*Brief*: The expected output is every entry below, exact in every character.

[Items from a dataset]
● ● ● ●

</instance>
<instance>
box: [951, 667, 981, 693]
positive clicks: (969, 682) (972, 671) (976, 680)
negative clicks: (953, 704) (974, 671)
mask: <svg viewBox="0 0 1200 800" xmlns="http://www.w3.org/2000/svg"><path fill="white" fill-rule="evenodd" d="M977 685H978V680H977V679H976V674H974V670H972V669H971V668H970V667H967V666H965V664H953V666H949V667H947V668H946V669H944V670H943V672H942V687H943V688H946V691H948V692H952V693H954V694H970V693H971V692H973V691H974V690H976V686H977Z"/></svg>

● ● ● ●

*Answer for this exercise*:
</instance>
<instance>
box: [951, 667, 981, 693]
positive clicks: (969, 682) (972, 671) (976, 680)
negative clicks: (953, 704) (974, 671)
mask: <svg viewBox="0 0 1200 800" xmlns="http://www.w3.org/2000/svg"><path fill="white" fill-rule="evenodd" d="M977 685H978V680H977V679H976V674H974V670H972V669H971V668H970V667H967V666H965V664H953V666H949V667H947V668H946V669H944V670H943V672H942V687H943V688H946V691H948V692H952V693H954V694H970V693H971V692H973V691H974V690H976V686H977Z"/></svg>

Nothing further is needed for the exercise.